§ **展示文本**

☆ ☆ ☆ ☆ ☆

乙:我说你甭照顾面子啊!我就爱较真儿,你就捡我不会的那个唱行吗?
甲:没意思了啊!你要这样自找没趣儿。
乙:不不不,我不怕这个啊!你自唱出来我不会,我拜你为师我认了!
甲:那我可来真的了啊?!
乙:你来呀!
甲:听这个!
乙:别含糊,唱!嘁!
甲:(唱)那隋炀帝无道他行事凶啊,杀父夺权理不公。
甲乙:(合唱)他欺娘戏妹把伦理来丧,他鸩兄图嫂把那纲常来扔。有许多老栋梁都辞别了王驾,他们一个个……
乙:行啦,别唱了,停!《秦琼观阵》是这段吗?
甲:噢,想起来了,想起来了,提醒了,想起来了,这段知道吗?吃功夫,后边这个阵呐,什么八卦连环阵……练嘴皮子,平常我拿这个练功,我自个在屋里老唱,他上我那去,他不进屋,他在外边偷听,嘿!挼叶子!嘿!这人厉害!这人脑子好!
乙:你瞧这种人,人家接上来他说是偷听的!
甲:我老唱嘛!
乙:好好好!这算偷听的,这么着,他把你那压箱子底的,从来没唱过,就连说梦话都没哼哼过的那个你来一段!
甲:有的是!
乙:唱啊!
甲:你听这个!
乙:来!
甲:(唱)石崇豪富范丹穷……
甲乙:(合唱)甘罗运早晚太公,彭祖爷寿高颜回命短,六人俱在五行中……
甲:干吗哪?通上电了?!

☆ ☆ ☆ ☆ ☆

§ **所给数据**
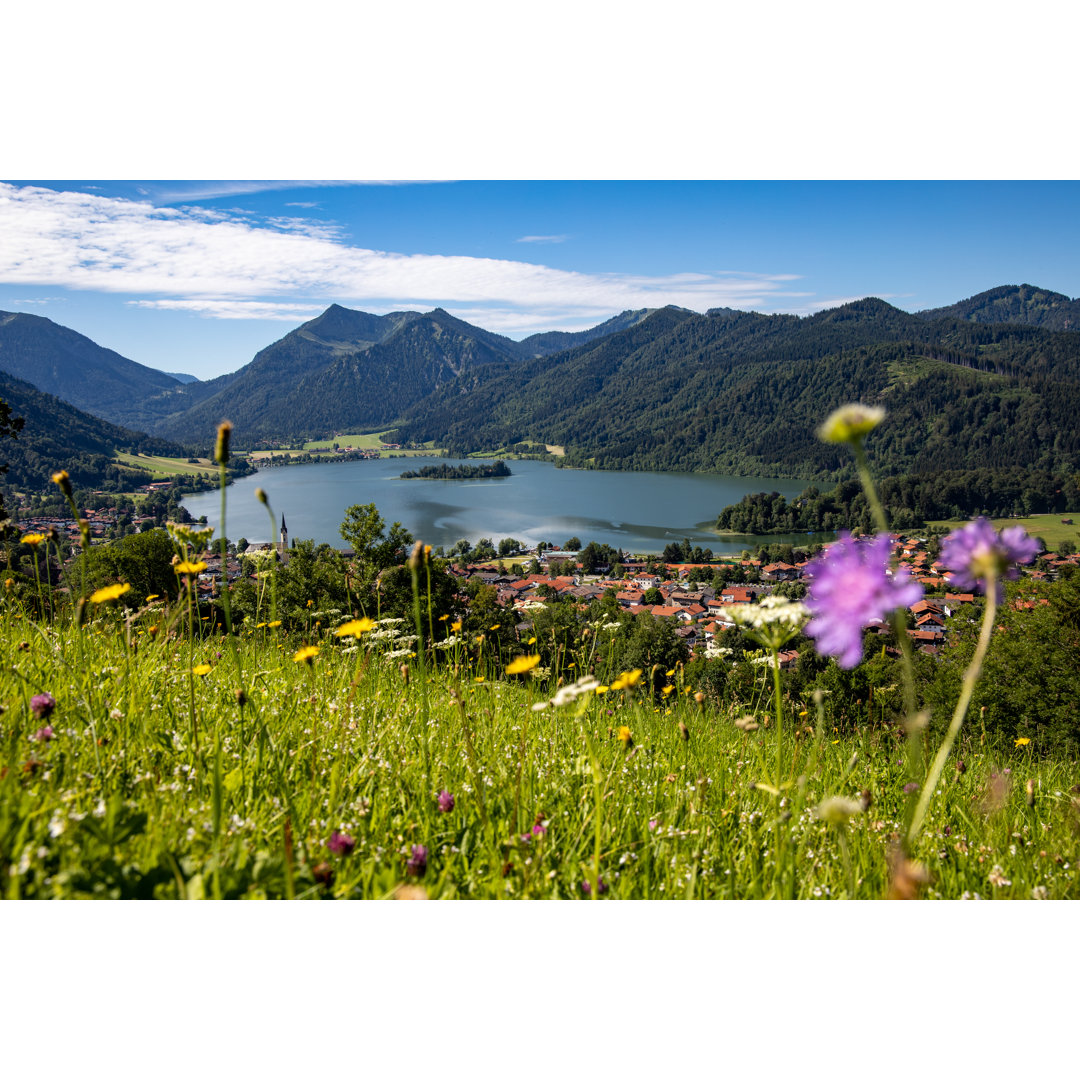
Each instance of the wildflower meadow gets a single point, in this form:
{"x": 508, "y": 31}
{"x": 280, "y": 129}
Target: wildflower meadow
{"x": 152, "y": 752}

☆ ☆ ☆ ☆ ☆

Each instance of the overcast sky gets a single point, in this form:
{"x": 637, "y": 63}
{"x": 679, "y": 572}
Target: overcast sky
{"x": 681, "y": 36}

☆ ☆ ☆ ☆ ☆

§ **任务说明**
1 > 摘出条目中含有字符串“wildflower”的所有行。
2 > 续写这段相声,从甲的最后一句台词之后接着往下写。

§ **依次输出**
1 >
Each instance of the wildflower meadow gets a single point, in this form:
Target: wildflower meadow

2 >
乙:《太公卖面》,就这段?打有狗那年就有这段!跑这唱来啦!啊?你蒙我是吧?
甲:行!行!唉!你来这个啊?
乙:怎么着?
甲:这么着!
乙:啊?
甲:这回我再唱一段。
乙:你唱你的!
甲:这回我再唱这段你甭说你接下句,你要能说上这名字来!
乙:您瞧这模样!
甲:今儿我……唉……
乙:嘁嘁嘁!
甲:你看着,我就不信……
乙:你甭发狠儿啊!我看出来了,你就这两下子!
甲:哪两下子?
乙:就这两下子!
甲:有的是!你听这个!
乙:你来呀!
甲:有你不会的!
乙:不可能!嘁!
甲:(唱)那庄公啊闲游……
乙:行啦!别唱啦!
甲:什么呀?什么呀?我唱的什么呀?
乙:《劝人方》,这段我会,“庄公闲游出趟城西,瞧见了他人骑马我骑驴”是这段吗?嗯?
甲:那是你会那个,《劝人方》谁不会呀!嘁!我这跟你那一样吗?
乙:哎?我听着“庄公闲游”吗?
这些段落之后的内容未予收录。